• _Selected passage_:
◇ ◇ ◇ ◇ ◇ ◇ ◇
FIVE STARS! (Highest Rating) *****
by Sammy Juliano author of Mikey’s Absolution
Almost a year to the day after he released “Transgressions,” prolific short story specialist John Greco, a Floridian from Brooklyn roots, has published another collection titled “Strange Days.” The 29-story collection again explores dark and seedy themes that encompass marital infidelity, suicides, car crash fatalities, and unexpected appearances from the Grim Reaper and satisfying comeuppance, which more often than not metes out punishment to those who flagrantly violate the moral code.
While the vast majority of the stories run just a few pages in the handsomely crafted monochrome paperback edition, there are a few that probe deeply into character and theme. Right out of the playbook of the British studio Amicus, but uniquely Grecoan, “An Almost Perfect Woman” brings a grieving widower the security he was certain he would never be graced with after tragedy; the brilliantly-plotted “Call Waiting,” where a man is constantly phoned by a mistress who died from an overdose of sleeping pills.
Recalling The Twilight Zone’s “Night Call,” a spooky episode starring Gladys Cooper, Ben joins Carol in permanent slumber in a devilish story of retribution. Greco’s longest is the 22-page finale, “This Gun For Rent,” which brings Greco to his expertise – film noir. One envisions “The Maltese Falcon” in this story of Phillip Spade, a private eye working out of 42nd Street who is approached by a woman who lost her husband. Spade is a Brooklyn Dodgers fan who hates the Yankees for winning too much, dislikes Joe DiMaggio for being a prude, and for being possessive of Marilyn Monroe. Spade is confident the Dodgers will prevail in 1955, a sentiment that comes to pass. The story presents a shocking array of relationships, a real page-turner!
There is always a wistful story in every Greco collection, and in “Strange Days” it is undoubtedly “The Sandwich Shop,” a Mystic, New York, eatery that is forced to close after COVID brings economic fallout. Charlie Bowman, a violinist who passed away, returns for musical bliss, enchanting those who walk past the empty lot. But my favorite of the exceedingly short stories in the collection is “Tommy,” an achingly beautiful remembrance of a man who created a false mise en scene of a brother he never had. The “only child” connotation may have autobiographical implications here, but it’s deeply felt.
◇ ◇ ◇ ◇ ◇ ◇ ◇
• _Work request_: Reproduce the book review's text from "FIVE STARS! (Highest" up to and including "the moral code.".

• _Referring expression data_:
◇ ◇ ◇ ◇ ◇ ◇ ◇
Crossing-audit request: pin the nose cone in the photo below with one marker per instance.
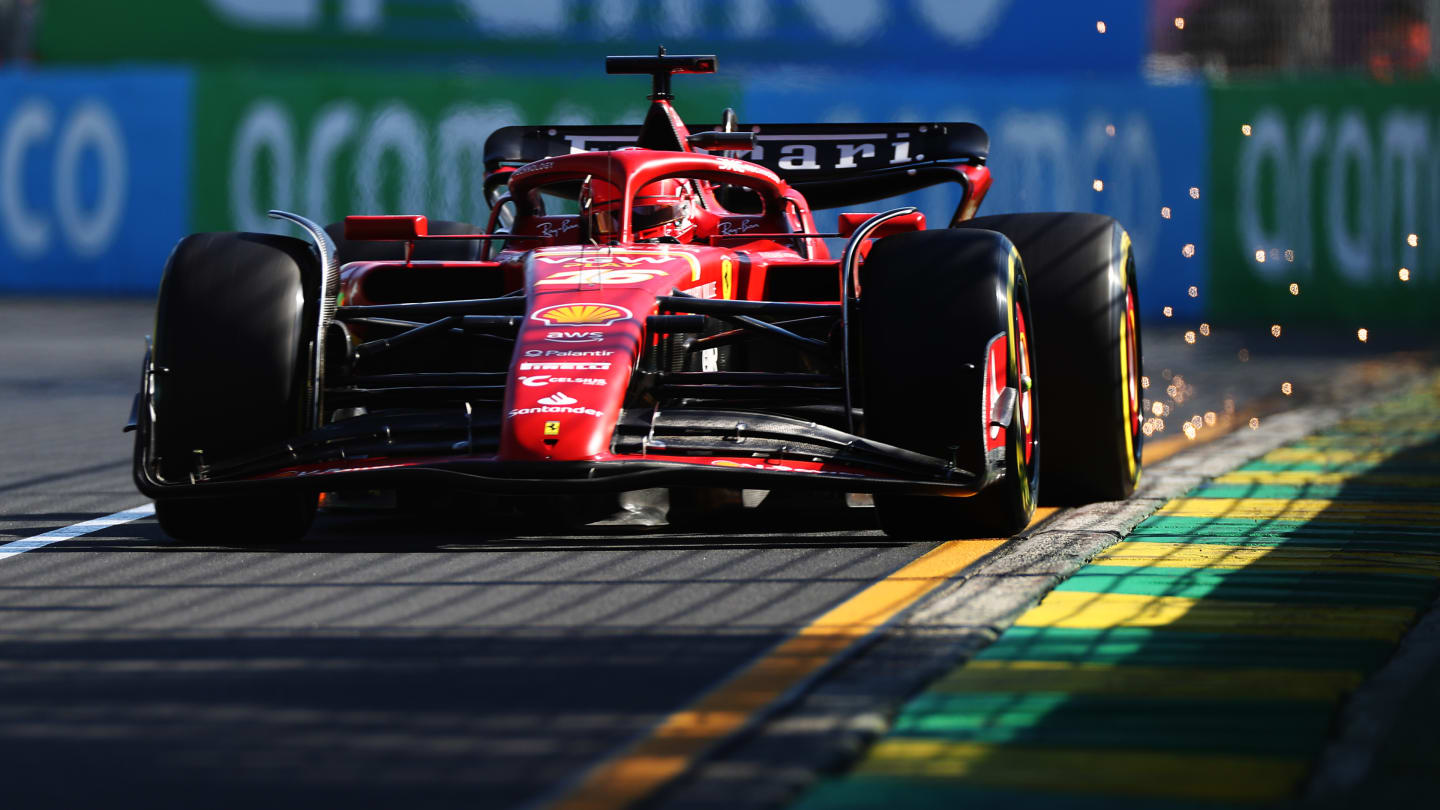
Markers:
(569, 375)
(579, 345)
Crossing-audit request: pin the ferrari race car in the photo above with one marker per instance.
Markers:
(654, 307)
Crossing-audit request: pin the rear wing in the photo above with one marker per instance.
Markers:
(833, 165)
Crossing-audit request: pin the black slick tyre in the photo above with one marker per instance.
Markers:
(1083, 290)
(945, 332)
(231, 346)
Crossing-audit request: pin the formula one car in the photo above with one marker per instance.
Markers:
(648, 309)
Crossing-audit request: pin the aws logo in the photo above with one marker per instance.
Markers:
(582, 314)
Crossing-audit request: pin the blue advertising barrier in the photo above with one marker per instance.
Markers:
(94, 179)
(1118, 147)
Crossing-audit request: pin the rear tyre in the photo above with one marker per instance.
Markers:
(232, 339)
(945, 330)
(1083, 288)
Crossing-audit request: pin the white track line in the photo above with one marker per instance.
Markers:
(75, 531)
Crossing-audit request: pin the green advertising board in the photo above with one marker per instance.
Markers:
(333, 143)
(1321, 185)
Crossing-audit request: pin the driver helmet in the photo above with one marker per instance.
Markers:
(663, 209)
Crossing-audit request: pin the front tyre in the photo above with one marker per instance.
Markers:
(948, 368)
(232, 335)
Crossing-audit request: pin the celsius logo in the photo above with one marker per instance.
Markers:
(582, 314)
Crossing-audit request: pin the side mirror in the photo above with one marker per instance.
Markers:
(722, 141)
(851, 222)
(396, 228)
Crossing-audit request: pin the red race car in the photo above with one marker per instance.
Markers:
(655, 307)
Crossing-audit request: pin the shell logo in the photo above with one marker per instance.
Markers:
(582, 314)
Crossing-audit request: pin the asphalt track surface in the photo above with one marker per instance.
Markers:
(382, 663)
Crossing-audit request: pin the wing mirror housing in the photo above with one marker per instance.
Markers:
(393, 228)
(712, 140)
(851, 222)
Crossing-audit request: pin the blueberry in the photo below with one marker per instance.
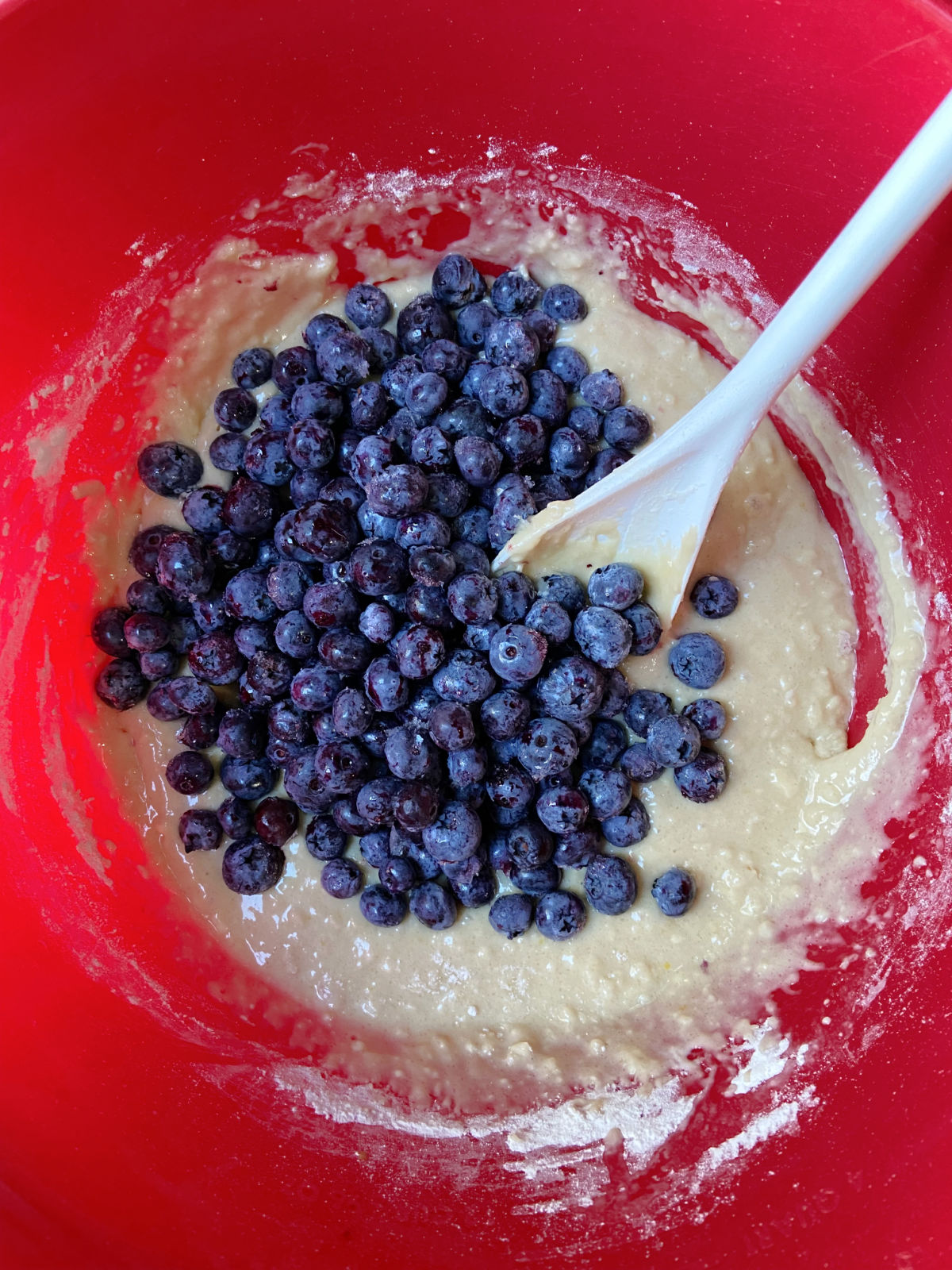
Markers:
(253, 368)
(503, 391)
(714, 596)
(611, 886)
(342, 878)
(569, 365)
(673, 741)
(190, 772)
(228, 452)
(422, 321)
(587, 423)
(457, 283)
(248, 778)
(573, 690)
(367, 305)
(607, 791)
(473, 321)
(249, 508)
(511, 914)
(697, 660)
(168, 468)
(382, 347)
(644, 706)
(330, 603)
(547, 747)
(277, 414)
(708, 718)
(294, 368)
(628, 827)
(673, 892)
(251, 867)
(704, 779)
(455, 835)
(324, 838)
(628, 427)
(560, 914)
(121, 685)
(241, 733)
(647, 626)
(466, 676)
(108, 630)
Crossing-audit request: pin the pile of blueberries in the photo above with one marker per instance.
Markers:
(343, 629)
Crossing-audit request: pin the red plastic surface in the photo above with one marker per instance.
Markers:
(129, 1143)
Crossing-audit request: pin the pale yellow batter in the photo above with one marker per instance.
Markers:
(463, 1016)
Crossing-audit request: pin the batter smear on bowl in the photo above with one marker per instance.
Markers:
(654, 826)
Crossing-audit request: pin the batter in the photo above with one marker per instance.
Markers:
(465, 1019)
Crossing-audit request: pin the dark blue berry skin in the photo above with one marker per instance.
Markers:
◇ ◇ ◇ ◇ ◇ ◇ ◇
• _Answer section_:
FIVE STARS! (Highest Rating) *****
by Sammy Juliano author of Mikey’s Absolution
Almost a year to the day after he released “Transgressions,” prolific short story specialist John Greco, a Floridian from Brooklyn roots, has published another collection titled “Strange Days.” The 29-story collection again explores dark and seedy themes that encompass marital infidelity, suicides, car crash fatalities, and unexpected appearances from the Grim Reaper and satisfying comeuppance, which more often than not metes out punishment to those who flagrantly violate the moral code.